> _What is required_: Transcribe every entry below word for word, but skip the pictures.

═══ Material

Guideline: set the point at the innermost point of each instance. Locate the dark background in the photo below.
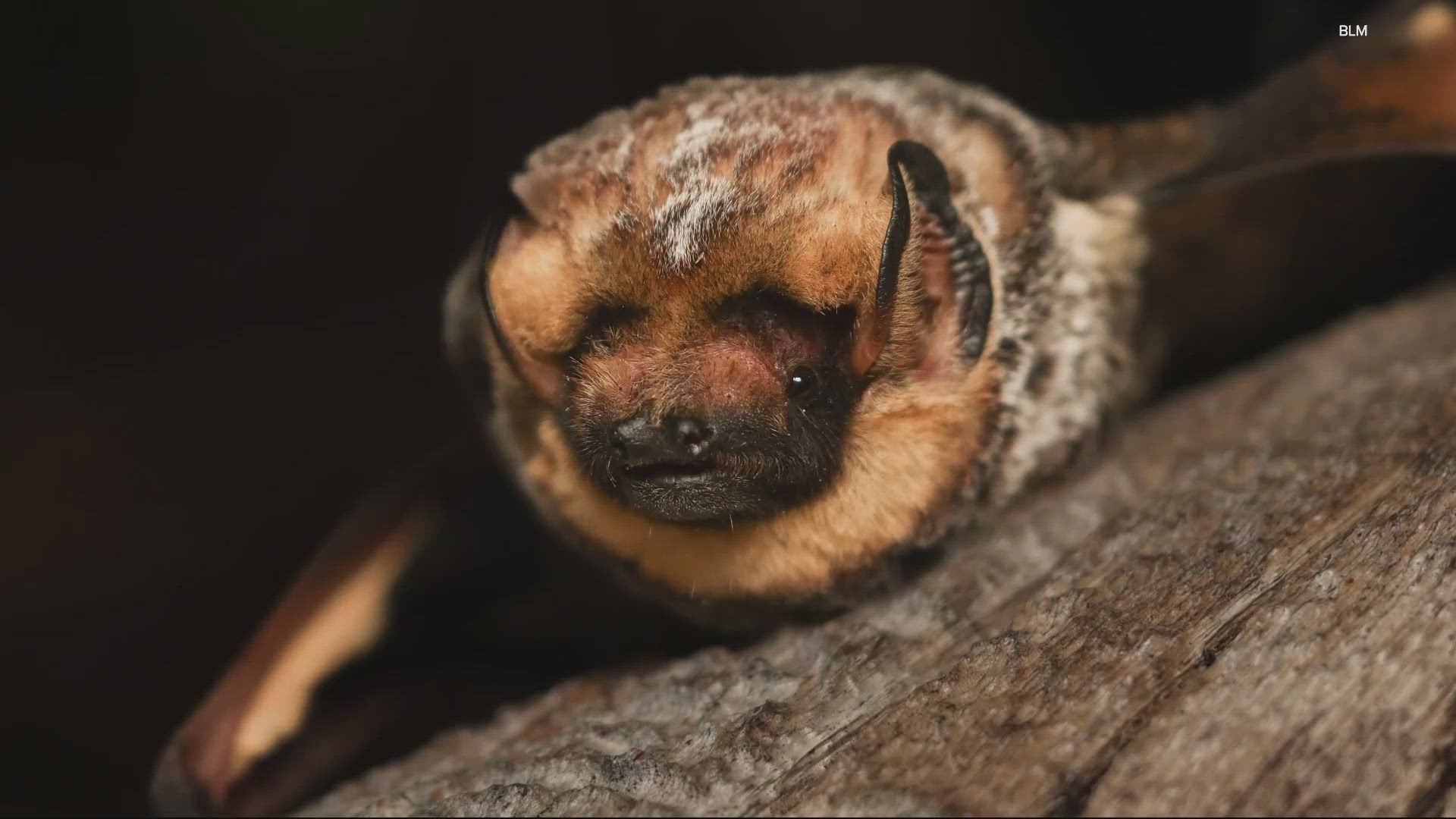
(224, 237)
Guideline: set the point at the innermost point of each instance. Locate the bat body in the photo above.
(755, 346)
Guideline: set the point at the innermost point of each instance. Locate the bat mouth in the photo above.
(672, 472)
(695, 491)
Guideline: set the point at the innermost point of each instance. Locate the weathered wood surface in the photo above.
(1248, 605)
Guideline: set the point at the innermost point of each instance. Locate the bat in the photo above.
(747, 352)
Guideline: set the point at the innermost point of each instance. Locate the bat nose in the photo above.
(674, 436)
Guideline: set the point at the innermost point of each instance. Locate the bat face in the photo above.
(740, 335)
(711, 413)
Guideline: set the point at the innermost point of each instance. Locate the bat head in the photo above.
(740, 334)
(711, 325)
(755, 337)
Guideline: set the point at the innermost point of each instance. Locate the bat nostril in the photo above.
(691, 433)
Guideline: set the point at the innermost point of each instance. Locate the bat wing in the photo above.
(362, 640)
(1388, 86)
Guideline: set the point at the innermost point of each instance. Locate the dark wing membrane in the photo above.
(1388, 91)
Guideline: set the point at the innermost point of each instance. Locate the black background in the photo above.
(224, 235)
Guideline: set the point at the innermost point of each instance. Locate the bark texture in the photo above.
(1247, 605)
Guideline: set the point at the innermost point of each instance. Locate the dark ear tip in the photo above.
(175, 792)
(925, 168)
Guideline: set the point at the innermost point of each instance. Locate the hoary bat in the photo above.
(748, 350)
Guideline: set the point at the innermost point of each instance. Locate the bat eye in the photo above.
(802, 382)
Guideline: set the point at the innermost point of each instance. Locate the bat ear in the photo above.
(948, 262)
(544, 378)
(1388, 86)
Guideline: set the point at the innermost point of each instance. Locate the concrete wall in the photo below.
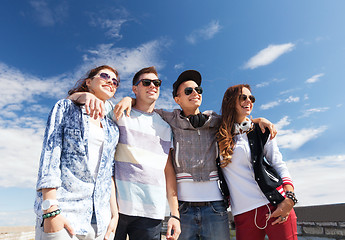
(321, 222)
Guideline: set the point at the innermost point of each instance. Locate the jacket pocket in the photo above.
(73, 142)
(271, 176)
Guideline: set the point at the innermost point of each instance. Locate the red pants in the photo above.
(247, 230)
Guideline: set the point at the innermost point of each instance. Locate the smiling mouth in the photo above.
(110, 89)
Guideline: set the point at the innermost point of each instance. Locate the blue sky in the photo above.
(292, 53)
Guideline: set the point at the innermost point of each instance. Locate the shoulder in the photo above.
(64, 105)
(166, 115)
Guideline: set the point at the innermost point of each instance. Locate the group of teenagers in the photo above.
(106, 172)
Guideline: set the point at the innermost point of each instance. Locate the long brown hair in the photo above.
(81, 86)
(225, 133)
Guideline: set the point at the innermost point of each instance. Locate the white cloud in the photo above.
(276, 103)
(315, 78)
(179, 66)
(18, 218)
(127, 61)
(310, 111)
(20, 151)
(18, 87)
(294, 139)
(206, 32)
(269, 105)
(49, 15)
(291, 99)
(325, 172)
(21, 131)
(112, 25)
(268, 55)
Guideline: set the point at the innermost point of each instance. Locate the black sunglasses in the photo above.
(147, 82)
(106, 77)
(243, 97)
(189, 90)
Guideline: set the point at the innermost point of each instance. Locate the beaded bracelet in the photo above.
(51, 214)
(292, 196)
(172, 216)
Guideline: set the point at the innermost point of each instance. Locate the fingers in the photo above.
(280, 220)
(118, 111)
(107, 235)
(69, 228)
(174, 228)
(129, 110)
(168, 234)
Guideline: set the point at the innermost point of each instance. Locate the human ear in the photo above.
(177, 100)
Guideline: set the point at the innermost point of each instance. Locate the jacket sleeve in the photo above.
(49, 167)
(274, 157)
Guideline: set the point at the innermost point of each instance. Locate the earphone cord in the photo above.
(269, 216)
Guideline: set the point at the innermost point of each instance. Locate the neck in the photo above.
(145, 107)
(188, 112)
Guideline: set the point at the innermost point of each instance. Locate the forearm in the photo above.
(49, 193)
(113, 202)
(171, 188)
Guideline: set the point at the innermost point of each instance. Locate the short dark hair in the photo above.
(151, 69)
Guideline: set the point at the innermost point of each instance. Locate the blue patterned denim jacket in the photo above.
(64, 166)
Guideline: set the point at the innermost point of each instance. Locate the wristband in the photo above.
(172, 216)
(292, 196)
(51, 214)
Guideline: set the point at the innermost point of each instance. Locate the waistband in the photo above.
(199, 204)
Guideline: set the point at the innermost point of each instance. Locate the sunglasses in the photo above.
(147, 82)
(106, 77)
(189, 90)
(243, 97)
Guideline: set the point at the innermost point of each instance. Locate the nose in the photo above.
(195, 92)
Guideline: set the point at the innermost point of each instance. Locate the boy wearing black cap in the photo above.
(202, 207)
(203, 211)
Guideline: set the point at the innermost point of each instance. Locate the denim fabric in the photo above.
(64, 166)
(138, 228)
(206, 223)
(64, 235)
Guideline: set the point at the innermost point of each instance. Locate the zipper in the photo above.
(271, 176)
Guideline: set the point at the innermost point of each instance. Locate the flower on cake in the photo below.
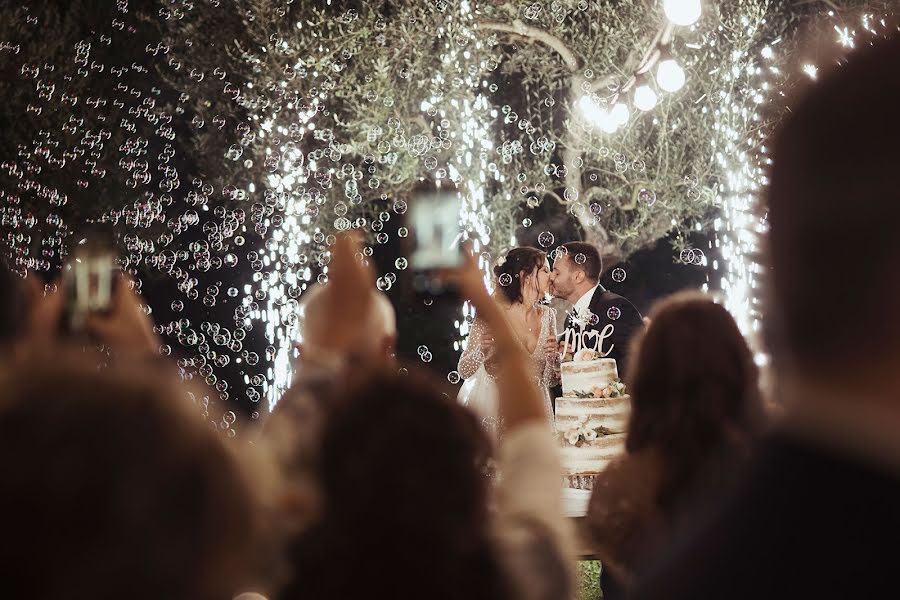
(586, 354)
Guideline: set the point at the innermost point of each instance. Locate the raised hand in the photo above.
(126, 328)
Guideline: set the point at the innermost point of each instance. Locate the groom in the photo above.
(575, 278)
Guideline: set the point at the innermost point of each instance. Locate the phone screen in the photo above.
(434, 220)
(89, 277)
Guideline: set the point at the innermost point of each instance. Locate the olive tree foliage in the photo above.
(360, 99)
(337, 109)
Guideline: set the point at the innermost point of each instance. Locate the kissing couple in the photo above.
(523, 280)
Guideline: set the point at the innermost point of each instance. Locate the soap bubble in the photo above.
(647, 196)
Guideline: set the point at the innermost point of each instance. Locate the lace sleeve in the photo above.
(473, 356)
(551, 375)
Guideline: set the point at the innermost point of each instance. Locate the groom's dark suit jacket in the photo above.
(613, 309)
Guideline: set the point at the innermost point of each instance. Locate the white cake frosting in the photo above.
(592, 458)
(583, 375)
(592, 415)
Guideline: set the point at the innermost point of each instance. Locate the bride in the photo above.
(521, 280)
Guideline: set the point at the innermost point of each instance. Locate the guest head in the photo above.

══════

> _Task response_:
Guideline: set the point at the innermost point of each instance. Locate the dark background in the photo below.
(224, 237)
Guideline: set the point at the innermost point of each instance. Locate the bat body in the photo above.
(755, 346)
Guideline: set the point at the innermost point of each instance. Locate the bat mouth in the photo above.
(672, 472)
(695, 491)
Guideline: set the point at the innermost point of each instance. Locate the weathered wood surface in the photo above.
(1248, 605)
Guideline: set the point at the innermost point of each instance. Locate the bat in the photo above.
(747, 352)
Guideline: set the point at the innermost point of each instance. Locate the bat nose in the photo above.
(674, 436)
Guideline: set the point at the innermost point of each instance. Locate the bat face in the photo above.
(740, 335)
(711, 413)
Guideline: set the point at the innermost point of each instance. Locate the bat head in the photo above.
(740, 334)
(711, 325)
(755, 337)
Guideline: set the point at the innermost point of each instance. Locate the bat nostril in the photo above.
(691, 433)
Guideline: set the point at the innermost point of each instance. Locate the bat wing in the photo above.
(362, 640)
(1388, 86)
Guideline: set the point at the innermost point of each instance. Locate the dark wing membrane in the photo above.
(1388, 91)
Guideline: set the point at the innermost point of each instance. Locate the black background in the photo above.
(224, 235)
Guideline: set the point at the innermost point of each instance. Locate the bark texture in the photo above.
(1247, 605)
Guideline: set the point at the innermost point of each instance. Locate the dark ear tip in the photo above.
(175, 792)
(925, 168)
Guideline: set the point at the innermost point of each instance. Locate the hoary bat in the photo above.
(748, 350)
Guideline: set the point at the innermost point of each instance. Locate the bat eye in the photo above.
(802, 382)
Guideline: set the point at the innermost point of each instance. Locate the bat ear in the photo above.
(948, 262)
(544, 378)
(1388, 86)
Guideline: set the point at the innermost point of each instance. Locate the concrete wall in the photo below.
(321, 222)
Guideline: set the point at the innermost point of each instance. Locate the jacket pocket in the photo above.
(73, 142)
(271, 176)
Guideline: set the point at the innermost point of each instance. Locate the red pants in the photo above.
(247, 230)
Guideline: set the point at the innermost point of each instance. Locate the smiling mouth in the photo above.
(110, 89)
Guideline: set the point at the innermost point of each instance. Locate the blue sky in the photo above.
(292, 53)
Guideline: set the point at the innermost point of each instance. Locate the shoulder in the photo above.
(64, 105)
(166, 115)
Guideline: set the point at the innermost point of each instance. Locate the group of teenagers in the photo above.
(106, 172)
Guideline: set the point at the innermost point of each instance. Locate the long brown hair in the photo above.
(81, 86)
(225, 133)
Guideline: set the point at the innermost point of each instance. Locate the white cloud in the photo above.
(276, 103)
(315, 78)
(179, 66)
(18, 218)
(127, 61)
(310, 111)
(20, 151)
(18, 87)
(294, 139)
(206, 32)
(269, 105)
(49, 15)
(291, 99)
(325, 172)
(21, 131)
(112, 25)
(268, 55)
Guideline: set the point at the innermost point of each instance. Locate the black sunglasses in the photo above.
(147, 82)
(106, 77)
(243, 97)
(189, 90)
Guideline: set the point at the innermost point of each instance. Locate the beaded bracelet in the photo above.
(51, 214)
(292, 196)
(172, 216)
Guideline: set the point at the innermost point of each instance. Locate the fingers in the photo above.
(280, 220)
(118, 111)
(107, 235)
(69, 228)
(174, 228)
(129, 110)
(168, 234)
Guideline: set the point at the innermost point of each instance. Locate the human ear in the photo above.
(177, 100)
Guideline: set the point at the innermost point of each instance. Locate the jacket sleeve in the photo above.
(49, 167)
(274, 157)
Guideline: set the point at the innermost point of each instance. Locate the earphone cord in the photo above.
(269, 216)
Guideline: set the point at the innermost point of each instance. Locate the neck in the photo above.
(145, 107)
(188, 112)
Guideline: set the point at the innermost point of each instance. Locate the forearm in the photo above.
(49, 193)
(113, 202)
(171, 188)
Guideline: set the point at the innermost point of each instance. Locate the short dark hair in the photo above.
(151, 69)
Guideline: set the point at the innermost point of each instance. Locate the blue patterned denim jacket in the photo above.
(64, 166)
Guideline: set the point at the innermost point of each instance. Locate the wristband in the photo above.
(172, 216)
(292, 196)
(51, 214)
Guideline: set the point at the innermost point of each instance. Locate the waistband in the photo above.
(199, 204)
Guideline: set the point at the innermost point of each instance. Locate the sunglasses in the photo above.
(147, 82)
(106, 77)
(189, 90)
(243, 97)
Guideline: set the point at the innermost point of each instance. Locate the nose in the photo above.
(195, 92)
Guideline: set the point at the innermost point of each instance. Locate the boy wearing black cap in the photo above.
(202, 207)
(203, 211)
Guideline: set the point at the innermost point of each instance. Locate the denim fabric in the photo above.
(64, 166)
(138, 228)
(206, 223)
(64, 235)
Guideline: set the point at the innermost point of each instance. Locate the zipper in the photo above.
(271, 176)
Guideline: set the point at the innermost point of each instance. Locate the flower on cake in the photo below.
(586, 354)
Guideline: set the point at the innermost point of each instance. Locate the raised hand in the photo above.
(126, 328)
Guideline: set the point at the innermost point of each instance. Locate the groom in the photo above.
(575, 278)
Guideline: set the point at the innermost point of each instance. Locate the phone screen in the photo above.
(434, 220)
(89, 277)
Guideline: set the point at the innermost point of each instance. Locate the olive tree foliage in the photo above.
(360, 99)
(337, 109)
Guideline: set the point at the innermost point of each instance. Locate the kissing couple in the photo above.
(523, 280)
Guideline: set the point at the innermost point of each instance. Locate the soap bubble in the photo above.
(647, 196)
Guideline: set the point at the innermost point of each instance. Locate the lace sleeve in the photo above.
(473, 356)
(551, 375)
Guideline: set the point at the innermost point of each instance. Locate the groom's dark suit jacket in the photo above.
(613, 309)
Guideline: set the point at the innermost point of each instance. Locate the white cake frosting in the photo above.
(592, 458)
(583, 375)
(592, 415)
Guideline: set the point at the innermost point of each instance. Locate the bride in the photo above.
(521, 280)
Guideline: set the point at the innermost point of each instance. Locate the guest head in the photo above.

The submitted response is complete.